---------- DATA FOR THIS TASK
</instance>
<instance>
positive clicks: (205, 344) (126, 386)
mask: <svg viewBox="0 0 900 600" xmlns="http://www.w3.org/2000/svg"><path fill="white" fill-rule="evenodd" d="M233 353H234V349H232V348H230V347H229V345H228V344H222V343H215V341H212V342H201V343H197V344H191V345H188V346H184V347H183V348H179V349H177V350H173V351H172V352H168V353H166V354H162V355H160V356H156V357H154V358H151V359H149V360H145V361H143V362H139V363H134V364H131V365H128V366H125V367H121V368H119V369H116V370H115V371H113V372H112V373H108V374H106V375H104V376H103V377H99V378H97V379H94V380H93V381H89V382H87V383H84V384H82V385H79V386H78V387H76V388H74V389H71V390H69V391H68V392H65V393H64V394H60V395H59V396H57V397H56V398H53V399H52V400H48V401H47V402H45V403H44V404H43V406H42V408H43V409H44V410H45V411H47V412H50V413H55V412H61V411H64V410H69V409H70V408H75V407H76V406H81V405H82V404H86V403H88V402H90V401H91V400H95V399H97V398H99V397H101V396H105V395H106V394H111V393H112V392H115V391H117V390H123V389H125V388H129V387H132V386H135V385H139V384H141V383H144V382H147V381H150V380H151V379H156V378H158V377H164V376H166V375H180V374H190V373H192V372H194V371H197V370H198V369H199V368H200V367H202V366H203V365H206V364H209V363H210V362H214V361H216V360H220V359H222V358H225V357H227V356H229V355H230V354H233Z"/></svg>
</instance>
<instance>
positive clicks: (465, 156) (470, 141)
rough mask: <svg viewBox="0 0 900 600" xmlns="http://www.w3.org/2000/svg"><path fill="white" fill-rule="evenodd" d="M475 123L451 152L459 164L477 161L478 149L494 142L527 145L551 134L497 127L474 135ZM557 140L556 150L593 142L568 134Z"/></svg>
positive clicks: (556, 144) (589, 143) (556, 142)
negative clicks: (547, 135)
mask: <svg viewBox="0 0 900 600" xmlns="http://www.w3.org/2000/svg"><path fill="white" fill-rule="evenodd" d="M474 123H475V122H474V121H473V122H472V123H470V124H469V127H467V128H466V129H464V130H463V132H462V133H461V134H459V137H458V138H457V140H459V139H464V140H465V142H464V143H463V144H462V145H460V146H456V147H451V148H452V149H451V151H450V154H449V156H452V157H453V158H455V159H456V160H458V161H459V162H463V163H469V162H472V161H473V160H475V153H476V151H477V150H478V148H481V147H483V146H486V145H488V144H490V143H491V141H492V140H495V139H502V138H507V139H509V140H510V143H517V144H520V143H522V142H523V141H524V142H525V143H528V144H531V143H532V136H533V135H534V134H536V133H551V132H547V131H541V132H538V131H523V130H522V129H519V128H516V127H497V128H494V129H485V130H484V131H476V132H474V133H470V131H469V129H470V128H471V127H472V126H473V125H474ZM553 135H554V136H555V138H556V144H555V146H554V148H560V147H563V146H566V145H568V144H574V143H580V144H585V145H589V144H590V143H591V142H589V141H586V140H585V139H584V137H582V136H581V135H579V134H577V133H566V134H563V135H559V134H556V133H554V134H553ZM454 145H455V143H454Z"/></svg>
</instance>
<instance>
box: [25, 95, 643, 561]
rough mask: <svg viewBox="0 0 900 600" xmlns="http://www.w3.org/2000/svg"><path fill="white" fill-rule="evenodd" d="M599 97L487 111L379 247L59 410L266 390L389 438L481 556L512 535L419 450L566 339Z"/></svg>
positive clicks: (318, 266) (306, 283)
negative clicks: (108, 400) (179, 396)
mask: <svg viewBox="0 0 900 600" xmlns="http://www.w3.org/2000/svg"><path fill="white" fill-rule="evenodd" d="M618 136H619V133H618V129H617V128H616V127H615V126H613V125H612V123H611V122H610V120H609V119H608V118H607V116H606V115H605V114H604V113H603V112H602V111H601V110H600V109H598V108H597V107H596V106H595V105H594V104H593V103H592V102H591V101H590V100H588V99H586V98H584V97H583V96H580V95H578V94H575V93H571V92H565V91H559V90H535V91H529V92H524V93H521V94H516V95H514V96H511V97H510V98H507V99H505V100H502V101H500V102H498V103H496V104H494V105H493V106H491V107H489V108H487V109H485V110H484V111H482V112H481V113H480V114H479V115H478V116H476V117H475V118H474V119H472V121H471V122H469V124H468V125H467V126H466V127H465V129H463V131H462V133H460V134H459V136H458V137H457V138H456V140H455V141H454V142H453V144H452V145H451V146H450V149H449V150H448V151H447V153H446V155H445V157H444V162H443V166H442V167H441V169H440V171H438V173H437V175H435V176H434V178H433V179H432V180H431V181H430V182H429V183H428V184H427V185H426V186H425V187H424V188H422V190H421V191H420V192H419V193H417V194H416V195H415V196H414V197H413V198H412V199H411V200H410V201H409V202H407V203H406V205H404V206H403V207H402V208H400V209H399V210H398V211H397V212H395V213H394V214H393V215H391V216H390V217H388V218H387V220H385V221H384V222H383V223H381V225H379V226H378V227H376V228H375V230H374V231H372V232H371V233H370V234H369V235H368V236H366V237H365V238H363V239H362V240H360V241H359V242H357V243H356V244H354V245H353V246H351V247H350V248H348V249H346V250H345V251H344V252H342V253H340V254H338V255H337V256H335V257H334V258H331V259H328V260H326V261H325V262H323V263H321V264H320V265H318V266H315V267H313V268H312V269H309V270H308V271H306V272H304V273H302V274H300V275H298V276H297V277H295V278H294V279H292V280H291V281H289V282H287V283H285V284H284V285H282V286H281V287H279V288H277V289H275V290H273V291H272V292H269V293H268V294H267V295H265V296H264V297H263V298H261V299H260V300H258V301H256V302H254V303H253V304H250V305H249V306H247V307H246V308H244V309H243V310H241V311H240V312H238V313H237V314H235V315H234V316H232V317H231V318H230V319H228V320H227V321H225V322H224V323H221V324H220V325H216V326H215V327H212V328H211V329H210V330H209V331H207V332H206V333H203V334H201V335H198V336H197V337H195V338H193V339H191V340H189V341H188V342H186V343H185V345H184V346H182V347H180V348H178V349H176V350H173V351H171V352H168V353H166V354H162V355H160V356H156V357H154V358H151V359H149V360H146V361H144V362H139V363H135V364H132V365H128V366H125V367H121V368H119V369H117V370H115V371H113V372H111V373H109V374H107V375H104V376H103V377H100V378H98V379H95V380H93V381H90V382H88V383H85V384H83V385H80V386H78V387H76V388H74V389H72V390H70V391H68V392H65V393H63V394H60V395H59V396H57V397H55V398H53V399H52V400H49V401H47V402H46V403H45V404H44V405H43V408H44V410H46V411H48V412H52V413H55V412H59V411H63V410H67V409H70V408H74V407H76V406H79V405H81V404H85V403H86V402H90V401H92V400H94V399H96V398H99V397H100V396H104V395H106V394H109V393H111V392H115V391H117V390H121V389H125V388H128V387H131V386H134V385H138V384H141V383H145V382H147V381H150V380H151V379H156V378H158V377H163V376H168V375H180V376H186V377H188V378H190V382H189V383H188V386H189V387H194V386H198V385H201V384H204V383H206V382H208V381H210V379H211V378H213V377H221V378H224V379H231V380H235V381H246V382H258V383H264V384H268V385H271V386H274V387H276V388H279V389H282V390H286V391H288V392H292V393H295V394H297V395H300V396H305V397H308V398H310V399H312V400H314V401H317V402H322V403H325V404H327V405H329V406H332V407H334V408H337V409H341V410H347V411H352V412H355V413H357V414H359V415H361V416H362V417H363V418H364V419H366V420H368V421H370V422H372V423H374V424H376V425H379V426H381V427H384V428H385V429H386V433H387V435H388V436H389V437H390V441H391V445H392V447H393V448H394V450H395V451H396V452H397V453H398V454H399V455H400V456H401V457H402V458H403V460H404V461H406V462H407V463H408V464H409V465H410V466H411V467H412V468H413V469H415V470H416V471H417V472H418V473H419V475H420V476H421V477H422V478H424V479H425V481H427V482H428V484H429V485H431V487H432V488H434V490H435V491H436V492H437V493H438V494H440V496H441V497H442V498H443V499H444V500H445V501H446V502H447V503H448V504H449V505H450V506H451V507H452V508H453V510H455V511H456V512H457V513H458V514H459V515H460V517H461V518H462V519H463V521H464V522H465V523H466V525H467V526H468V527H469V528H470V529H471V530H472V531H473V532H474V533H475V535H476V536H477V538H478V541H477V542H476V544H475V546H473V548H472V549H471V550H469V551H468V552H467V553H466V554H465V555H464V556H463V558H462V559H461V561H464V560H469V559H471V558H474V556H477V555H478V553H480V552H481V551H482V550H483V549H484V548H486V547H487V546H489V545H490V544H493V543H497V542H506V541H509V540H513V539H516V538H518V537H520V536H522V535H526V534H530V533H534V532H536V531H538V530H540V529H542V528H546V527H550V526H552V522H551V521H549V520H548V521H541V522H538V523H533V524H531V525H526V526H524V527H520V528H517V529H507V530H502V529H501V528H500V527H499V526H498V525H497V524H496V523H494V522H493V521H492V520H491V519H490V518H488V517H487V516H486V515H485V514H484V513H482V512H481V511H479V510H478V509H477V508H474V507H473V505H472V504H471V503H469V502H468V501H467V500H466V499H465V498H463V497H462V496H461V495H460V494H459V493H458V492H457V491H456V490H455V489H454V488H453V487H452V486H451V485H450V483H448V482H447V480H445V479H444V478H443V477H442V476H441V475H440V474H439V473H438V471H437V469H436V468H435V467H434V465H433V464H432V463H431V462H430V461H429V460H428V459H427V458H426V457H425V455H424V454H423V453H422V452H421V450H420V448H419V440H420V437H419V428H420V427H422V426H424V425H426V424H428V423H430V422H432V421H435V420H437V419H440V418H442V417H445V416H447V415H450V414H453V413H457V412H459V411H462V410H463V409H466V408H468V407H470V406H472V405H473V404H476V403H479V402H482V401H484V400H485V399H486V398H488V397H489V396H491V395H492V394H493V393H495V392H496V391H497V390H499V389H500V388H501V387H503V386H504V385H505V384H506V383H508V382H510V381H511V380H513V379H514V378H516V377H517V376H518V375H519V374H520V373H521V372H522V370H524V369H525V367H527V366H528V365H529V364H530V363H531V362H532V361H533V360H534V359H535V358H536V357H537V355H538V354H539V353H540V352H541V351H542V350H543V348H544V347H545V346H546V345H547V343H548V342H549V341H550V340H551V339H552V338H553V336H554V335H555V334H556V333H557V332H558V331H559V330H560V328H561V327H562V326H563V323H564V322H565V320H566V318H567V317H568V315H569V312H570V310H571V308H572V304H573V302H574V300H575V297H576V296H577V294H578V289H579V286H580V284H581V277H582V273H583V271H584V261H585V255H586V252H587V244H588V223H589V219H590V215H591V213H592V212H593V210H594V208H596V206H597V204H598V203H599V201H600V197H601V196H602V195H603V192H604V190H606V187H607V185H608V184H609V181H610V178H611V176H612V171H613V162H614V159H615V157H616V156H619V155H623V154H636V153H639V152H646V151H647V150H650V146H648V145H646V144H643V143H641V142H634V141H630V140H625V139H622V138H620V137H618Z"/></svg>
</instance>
--------------------
* INSTRUCTIONS FOR THE TASK
Print the listing above from its start up to and including the line with "negative clicks: (547, 135)", with every line unchanged.

* COMPLETED EXERCISE
</instance>
<instance>
positive clicks: (205, 344) (126, 386)
mask: <svg viewBox="0 0 900 600" xmlns="http://www.w3.org/2000/svg"><path fill="white" fill-rule="evenodd" d="M233 353H234V349H232V348H230V347H229V345H228V344H222V343H215V341H212V342H201V343H197V344H191V345H188V346H184V347H183V348H179V349H177V350H173V351H172V352H168V353H166V354H162V355H160V356H156V357H154V358H151V359H149V360H145V361H143V362H139V363H134V364H131V365H128V366H125V367H121V368H119V369H116V370H115V371H113V372H112V373H108V374H106V375H104V376H103V377H99V378H97V379H94V380H93V381H89V382H87V383H84V384H82V385H79V386H78V387H76V388H74V389H71V390H69V391H68V392H65V393H64V394H60V395H59V396H57V397H56V398H53V399H52V400H48V401H47V402H45V403H44V404H43V406H42V408H43V409H44V410H45V411H47V412H50V413H55V412H61V411H64V410H69V409H70V408H75V407H76V406H81V405H82V404H86V403H88V402H90V401H91V400H95V399H97V398H99V397H101V396H105V395H106V394H111V393H112V392H115V391H117V390H123V389H125V388H129V387H132V386H135V385H139V384H141V383H144V382H147V381H150V380H151V379H156V378H158V377H164V376H166V375H180V374H190V373H192V372H194V371H197V370H198V369H199V368H200V367H202V366H203V365H206V364H209V363H210V362H214V361H216V360H220V359H222V358H225V357H227V356H229V355H230V354H233Z"/></svg>
</instance>
<instance>
positive clicks: (465, 156) (470, 141)
rough mask: <svg viewBox="0 0 900 600" xmlns="http://www.w3.org/2000/svg"><path fill="white" fill-rule="evenodd" d="M475 123L451 152L459 164L477 161L478 149L494 142L527 145L551 134L497 127L474 135ZM557 140L556 150L593 142L568 134Z"/></svg>
positive clicks: (556, 144) (589, 143) (556, 142)
negative clicks: (547, 135)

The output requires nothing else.